◆ PARTES DO EXERCÍCIO ◆
1) Copie do texto sobre solidão tudo desde "O estudo também" até "o declínio cognitivo.".
2) Quais condições de saúde o texto sobre solidão associa ao aumento de risco na frase que começa com "Além de estar associada"? Liste todas, sem incluir a demência.
3) Responda com base no texto sobre solidão:
(a) Quantos participantes o estudo publicado no The Journals of Gerontology acompanhou, e por quanto tempo?
(b) Segundo Rodrigo Schultz, que estrutura cerebral pode ser prejudicada pela elevação dos níveis de cortisol?
(c) Segundo Carla Borges, quais fatores tornam os idosos ainda mais vulneráveis ao isolamento?

──────── TRECHO SELECIONADO ────────

A solidão já é reconhecida como uma séria ameaça à saúde pública, com impactos que vão muito além do bem-estar emocional. Além de estar associada ao aumento do risco de doenças cardíacas, AVC, ansiedade, depressão, hipertensão, obesidade e diabetes, a solidão pode elevar em até 40% a probabilidade de desenvolvimento de demência. A constatação vem de um estudo recente publicado no periódico The Journals of Gerontology, que acompanhou mais de 12 mil participantes ao longo de 10 anos.
O estudo também revelou que, em relação especificamente ao Alzheimer, o risco é mais do que dobrado entre pessoas que vivem isoladas. A pesquisa reforça um alerta importante: manter vínculos sociais sólidos pode ser uma poderosa ferramenta de proteção contra o declínio cognitivo.
O neurologista Rodrigo Schultz, ex-presidente da Associação Brasileira de Alzheimer (ABRAz), explica que a solidão crônica provoca neuroinflamação e altera a química cerebral, afetando a cognição. “O estresse prolongado ativa o eixo hipotálamo-hipófise-adrenocortical, elevando os níveis de cortisol, o que pode prejudicar o hipocampo, estrutura essencial para a memória e frequentemente atingida pela doença de Alzheimer”, afirma.
Durante a pandemia de Covid-19, o problema se agravou. Idosos, principais vítimas do isolamento, sofreram perdas sociais significativas. A geriatra Carla Borges, ex-presidente da Associação Brasileira de Neuropsiquiatria Geriátrica (ABNPG), destaca que aposentadoria, perda de mobilidade e luto tornam essa população ainda mais vulnerável ao isolamento. “A tecnologia ajudou durante a pandemia, mas agora é preciso resgatar as redes de apoio presencial”, afirma.

──────── DADOS FORNECIDOS ────────

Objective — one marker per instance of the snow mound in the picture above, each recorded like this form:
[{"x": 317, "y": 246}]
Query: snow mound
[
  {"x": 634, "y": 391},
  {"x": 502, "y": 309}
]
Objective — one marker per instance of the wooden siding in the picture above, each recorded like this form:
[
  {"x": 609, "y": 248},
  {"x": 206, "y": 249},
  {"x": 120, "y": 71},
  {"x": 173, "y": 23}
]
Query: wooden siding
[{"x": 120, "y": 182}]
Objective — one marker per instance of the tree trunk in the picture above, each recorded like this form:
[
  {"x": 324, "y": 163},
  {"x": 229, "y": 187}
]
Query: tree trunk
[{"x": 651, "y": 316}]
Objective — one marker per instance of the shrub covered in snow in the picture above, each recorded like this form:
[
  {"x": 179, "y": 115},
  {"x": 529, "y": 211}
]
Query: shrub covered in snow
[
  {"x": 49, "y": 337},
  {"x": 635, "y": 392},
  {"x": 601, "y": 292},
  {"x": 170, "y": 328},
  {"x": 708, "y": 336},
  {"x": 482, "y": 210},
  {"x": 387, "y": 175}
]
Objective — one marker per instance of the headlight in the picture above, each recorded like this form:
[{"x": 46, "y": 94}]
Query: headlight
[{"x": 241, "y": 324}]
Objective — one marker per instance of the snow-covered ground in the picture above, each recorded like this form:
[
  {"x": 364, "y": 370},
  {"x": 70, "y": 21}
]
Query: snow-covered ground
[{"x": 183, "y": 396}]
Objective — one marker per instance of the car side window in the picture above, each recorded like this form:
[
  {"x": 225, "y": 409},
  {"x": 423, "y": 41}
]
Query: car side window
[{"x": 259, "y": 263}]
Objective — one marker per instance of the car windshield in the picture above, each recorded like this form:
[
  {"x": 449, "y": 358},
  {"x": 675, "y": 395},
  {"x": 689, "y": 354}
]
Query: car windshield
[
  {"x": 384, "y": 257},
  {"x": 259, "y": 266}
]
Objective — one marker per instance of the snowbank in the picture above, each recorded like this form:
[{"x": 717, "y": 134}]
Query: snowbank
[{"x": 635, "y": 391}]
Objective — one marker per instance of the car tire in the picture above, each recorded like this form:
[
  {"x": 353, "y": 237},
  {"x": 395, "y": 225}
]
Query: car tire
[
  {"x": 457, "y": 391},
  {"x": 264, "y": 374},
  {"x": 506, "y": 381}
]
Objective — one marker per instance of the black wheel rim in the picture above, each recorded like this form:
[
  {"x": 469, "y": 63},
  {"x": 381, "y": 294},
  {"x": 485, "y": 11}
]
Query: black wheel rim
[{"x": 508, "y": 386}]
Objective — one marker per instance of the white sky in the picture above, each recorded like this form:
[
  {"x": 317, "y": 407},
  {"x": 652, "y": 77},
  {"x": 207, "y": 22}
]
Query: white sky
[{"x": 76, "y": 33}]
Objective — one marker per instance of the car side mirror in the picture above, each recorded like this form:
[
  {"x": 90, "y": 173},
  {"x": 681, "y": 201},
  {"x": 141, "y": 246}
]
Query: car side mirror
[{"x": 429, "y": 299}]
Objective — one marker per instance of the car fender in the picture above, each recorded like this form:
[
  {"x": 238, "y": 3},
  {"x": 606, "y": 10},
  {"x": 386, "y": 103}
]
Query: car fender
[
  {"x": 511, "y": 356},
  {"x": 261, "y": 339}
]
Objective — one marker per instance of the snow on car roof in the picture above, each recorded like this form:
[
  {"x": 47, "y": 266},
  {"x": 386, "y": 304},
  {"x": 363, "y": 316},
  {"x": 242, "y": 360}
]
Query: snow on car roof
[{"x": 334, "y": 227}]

────────

◆ RESULTADOS POR TAREFA ◆
1)
O estudo também revelou que, em relação especificamente ao Alzheimer, o risco é mais do que dobrado entre pessoas que vivem isoladas. A pesquisa reforça um alerta importante: manter vínculos sociais sólidos pode ser uma poderosa ferramenta de proteção contra o declínio cognitivo.

2) Doenças cardíacas, AVC, ansiedade, depressão, hipertensão, obesidade e diabetes.

3)
(a) Mais de 12 mil participantes, ao longo de 10 anos.
(b) O hipocampo.
(c) Aposentadoria, perda de mobilidade e luto.